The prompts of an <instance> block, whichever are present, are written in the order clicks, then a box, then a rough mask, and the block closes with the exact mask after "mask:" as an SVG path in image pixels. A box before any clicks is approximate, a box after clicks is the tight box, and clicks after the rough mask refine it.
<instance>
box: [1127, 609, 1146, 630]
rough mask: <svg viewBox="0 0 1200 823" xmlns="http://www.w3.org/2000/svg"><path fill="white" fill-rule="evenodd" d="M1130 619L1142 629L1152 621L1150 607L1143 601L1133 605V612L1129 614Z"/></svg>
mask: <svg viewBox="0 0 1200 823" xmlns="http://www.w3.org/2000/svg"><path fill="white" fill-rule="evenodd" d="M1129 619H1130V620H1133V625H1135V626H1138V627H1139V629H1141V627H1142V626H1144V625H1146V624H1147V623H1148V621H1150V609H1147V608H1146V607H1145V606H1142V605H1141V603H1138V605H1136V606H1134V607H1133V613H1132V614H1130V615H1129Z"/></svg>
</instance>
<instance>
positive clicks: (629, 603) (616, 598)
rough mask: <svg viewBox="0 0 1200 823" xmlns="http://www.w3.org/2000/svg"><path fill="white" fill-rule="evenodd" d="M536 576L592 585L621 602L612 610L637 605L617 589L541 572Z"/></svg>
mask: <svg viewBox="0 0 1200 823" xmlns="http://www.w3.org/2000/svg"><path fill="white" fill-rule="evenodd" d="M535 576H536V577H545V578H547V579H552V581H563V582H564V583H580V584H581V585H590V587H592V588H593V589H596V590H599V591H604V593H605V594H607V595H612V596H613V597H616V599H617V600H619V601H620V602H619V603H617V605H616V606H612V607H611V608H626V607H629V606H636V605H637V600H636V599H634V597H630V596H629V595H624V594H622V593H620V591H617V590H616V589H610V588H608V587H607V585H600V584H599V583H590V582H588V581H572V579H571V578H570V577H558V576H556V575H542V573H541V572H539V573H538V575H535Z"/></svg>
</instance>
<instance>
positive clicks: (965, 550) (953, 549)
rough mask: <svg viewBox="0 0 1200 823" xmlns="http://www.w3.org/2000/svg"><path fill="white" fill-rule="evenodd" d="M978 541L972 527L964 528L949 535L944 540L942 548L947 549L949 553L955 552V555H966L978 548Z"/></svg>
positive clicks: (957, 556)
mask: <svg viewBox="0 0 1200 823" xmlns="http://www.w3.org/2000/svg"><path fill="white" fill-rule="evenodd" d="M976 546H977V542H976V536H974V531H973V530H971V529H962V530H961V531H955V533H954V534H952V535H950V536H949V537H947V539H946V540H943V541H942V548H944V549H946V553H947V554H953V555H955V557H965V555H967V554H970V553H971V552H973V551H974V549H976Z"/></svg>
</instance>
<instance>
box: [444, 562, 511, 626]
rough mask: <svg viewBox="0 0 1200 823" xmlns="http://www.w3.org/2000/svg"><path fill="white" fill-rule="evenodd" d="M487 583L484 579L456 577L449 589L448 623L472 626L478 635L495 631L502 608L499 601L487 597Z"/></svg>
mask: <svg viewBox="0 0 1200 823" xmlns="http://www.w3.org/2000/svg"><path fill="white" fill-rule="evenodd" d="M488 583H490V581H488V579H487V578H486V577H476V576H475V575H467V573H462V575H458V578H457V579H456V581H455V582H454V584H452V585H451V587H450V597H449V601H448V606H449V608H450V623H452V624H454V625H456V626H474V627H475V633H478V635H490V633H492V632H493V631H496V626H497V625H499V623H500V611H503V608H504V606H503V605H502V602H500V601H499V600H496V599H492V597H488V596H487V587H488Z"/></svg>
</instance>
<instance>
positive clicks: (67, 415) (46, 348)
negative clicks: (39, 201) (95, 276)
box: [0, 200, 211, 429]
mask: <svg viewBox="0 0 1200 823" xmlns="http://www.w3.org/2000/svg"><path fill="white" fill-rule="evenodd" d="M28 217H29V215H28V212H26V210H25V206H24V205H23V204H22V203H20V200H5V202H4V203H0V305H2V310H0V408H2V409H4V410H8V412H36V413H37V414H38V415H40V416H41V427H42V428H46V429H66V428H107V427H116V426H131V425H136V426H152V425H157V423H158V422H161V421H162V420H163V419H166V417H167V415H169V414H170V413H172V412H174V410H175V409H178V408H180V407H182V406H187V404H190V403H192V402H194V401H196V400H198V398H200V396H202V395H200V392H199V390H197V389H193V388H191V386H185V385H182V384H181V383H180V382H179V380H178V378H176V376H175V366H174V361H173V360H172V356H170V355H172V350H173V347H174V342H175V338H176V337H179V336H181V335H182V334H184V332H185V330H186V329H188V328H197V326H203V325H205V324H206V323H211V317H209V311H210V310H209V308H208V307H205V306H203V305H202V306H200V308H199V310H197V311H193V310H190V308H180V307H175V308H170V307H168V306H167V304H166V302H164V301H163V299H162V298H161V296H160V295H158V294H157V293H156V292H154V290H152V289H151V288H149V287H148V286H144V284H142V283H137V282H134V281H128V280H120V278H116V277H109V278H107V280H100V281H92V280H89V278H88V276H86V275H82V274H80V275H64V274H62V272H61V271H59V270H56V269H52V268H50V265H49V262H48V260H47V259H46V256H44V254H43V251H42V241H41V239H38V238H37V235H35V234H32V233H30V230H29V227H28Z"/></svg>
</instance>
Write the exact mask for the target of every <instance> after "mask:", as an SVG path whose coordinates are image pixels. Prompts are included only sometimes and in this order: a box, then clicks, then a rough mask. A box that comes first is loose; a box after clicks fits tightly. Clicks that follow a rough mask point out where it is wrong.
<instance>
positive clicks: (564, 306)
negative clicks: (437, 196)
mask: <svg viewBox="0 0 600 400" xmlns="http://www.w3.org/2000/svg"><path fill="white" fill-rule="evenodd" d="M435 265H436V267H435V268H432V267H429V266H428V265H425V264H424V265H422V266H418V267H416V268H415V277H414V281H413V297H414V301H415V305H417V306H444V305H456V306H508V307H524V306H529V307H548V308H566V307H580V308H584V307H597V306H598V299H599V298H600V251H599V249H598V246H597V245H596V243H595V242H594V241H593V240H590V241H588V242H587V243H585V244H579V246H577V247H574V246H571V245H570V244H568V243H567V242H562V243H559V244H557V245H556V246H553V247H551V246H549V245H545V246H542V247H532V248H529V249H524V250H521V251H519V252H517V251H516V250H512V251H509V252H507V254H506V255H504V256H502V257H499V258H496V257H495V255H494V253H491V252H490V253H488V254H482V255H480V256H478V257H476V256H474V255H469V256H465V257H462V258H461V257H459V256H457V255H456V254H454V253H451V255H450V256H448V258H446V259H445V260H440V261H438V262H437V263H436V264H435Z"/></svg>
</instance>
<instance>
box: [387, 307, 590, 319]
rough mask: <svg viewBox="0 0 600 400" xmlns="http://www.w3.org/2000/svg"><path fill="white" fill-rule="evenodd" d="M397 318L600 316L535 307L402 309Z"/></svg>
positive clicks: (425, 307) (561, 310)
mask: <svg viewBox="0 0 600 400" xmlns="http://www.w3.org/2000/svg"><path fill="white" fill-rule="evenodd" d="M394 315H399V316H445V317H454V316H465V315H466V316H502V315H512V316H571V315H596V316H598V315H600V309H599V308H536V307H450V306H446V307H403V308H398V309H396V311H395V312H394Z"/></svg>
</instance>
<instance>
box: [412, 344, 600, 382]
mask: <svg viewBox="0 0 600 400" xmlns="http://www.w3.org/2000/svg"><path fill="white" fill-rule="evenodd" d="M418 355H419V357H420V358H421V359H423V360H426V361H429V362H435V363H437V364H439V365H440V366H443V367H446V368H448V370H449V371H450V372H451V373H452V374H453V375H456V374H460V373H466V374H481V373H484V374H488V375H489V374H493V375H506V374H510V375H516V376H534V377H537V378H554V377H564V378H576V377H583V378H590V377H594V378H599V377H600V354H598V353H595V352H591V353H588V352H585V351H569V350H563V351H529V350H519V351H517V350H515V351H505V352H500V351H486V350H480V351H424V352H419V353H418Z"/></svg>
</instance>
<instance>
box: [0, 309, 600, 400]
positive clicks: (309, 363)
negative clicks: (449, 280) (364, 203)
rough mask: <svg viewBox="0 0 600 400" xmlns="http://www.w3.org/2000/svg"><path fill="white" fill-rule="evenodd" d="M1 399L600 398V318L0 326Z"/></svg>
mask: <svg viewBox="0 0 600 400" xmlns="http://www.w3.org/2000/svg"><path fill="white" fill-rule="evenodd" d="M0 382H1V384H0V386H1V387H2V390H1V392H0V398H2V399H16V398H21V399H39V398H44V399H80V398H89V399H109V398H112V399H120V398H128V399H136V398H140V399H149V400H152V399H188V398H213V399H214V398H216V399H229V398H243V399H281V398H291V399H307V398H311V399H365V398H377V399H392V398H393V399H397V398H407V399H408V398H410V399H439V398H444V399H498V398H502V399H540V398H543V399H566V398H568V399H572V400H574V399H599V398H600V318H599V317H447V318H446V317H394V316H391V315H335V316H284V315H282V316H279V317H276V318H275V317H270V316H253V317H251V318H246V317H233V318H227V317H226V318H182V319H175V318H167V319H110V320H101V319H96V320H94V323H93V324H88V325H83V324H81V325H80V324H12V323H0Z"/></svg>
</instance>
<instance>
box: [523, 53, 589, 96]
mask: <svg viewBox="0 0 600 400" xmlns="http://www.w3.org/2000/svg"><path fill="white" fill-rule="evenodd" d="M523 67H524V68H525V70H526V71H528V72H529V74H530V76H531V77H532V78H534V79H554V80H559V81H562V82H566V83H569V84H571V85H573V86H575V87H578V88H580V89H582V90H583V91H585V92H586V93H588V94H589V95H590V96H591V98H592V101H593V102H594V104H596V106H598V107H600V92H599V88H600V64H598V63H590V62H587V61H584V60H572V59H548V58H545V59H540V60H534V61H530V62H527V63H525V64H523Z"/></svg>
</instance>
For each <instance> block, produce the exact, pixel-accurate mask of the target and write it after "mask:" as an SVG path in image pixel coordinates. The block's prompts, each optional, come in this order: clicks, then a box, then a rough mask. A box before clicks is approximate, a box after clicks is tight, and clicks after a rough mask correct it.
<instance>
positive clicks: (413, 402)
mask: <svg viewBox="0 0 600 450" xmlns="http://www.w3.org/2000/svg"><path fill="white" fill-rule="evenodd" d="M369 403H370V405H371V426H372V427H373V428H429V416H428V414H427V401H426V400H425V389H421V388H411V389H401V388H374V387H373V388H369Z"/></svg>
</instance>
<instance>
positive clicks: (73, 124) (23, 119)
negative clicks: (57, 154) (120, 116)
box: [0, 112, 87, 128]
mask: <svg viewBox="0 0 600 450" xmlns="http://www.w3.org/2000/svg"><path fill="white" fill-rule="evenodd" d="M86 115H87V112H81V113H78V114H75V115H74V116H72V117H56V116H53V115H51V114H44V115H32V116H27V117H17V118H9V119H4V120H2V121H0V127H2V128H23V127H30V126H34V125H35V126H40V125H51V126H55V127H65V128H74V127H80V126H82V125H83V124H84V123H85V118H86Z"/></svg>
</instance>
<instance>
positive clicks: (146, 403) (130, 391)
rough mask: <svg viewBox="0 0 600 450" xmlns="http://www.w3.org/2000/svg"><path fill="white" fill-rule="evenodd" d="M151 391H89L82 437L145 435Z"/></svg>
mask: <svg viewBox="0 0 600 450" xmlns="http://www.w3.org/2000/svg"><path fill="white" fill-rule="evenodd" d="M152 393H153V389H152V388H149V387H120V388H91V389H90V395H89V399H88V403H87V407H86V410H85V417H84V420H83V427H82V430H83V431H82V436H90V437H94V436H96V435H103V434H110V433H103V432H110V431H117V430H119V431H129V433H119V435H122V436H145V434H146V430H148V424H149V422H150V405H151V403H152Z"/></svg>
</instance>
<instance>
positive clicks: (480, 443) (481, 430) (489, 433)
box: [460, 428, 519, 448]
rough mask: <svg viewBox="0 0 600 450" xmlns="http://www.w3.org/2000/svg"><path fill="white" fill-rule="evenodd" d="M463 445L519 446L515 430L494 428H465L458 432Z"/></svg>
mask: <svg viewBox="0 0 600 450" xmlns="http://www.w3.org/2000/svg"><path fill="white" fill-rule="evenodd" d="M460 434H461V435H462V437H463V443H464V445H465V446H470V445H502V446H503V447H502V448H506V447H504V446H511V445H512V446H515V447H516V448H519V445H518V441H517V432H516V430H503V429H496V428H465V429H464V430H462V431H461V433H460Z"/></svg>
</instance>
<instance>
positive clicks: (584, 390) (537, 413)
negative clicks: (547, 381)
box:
§ §
*PROBLEM*: The line containing "445L519 446L515 430L494" opens the range, and the last line of the entries closes it; copy that range exactly.

*WRITTEN ANSWER*:
rough mask: <svg viewBox="0 0 600 450" xmlns="http://www.w3.org/2000/svg"><path fill="white" fill-rule="evenodd" d="M463 445L519 446L515 430L494 428H465L458 432Z"/></svg>
mask: <svg viewBox="0 0 600 450" xmlns="http://www.w3.org/2000/svg"><path fill="white" fill-rule="evenodd" d="M460 434H461V435H462V437H463V443H464V445H465V446H470V445H502V446H503V447H502V448H506V447H504V446H511V445H512V446H515V447H516V448H519V445H518V441H517V432H516V430H503V429H496V428H465V429H464V430H462V431H461V433H460Z"/></svg>
</instance>
<instance>
positive clicks: (584, 390) (537, 413)
negative clicks: (547, 381)
box:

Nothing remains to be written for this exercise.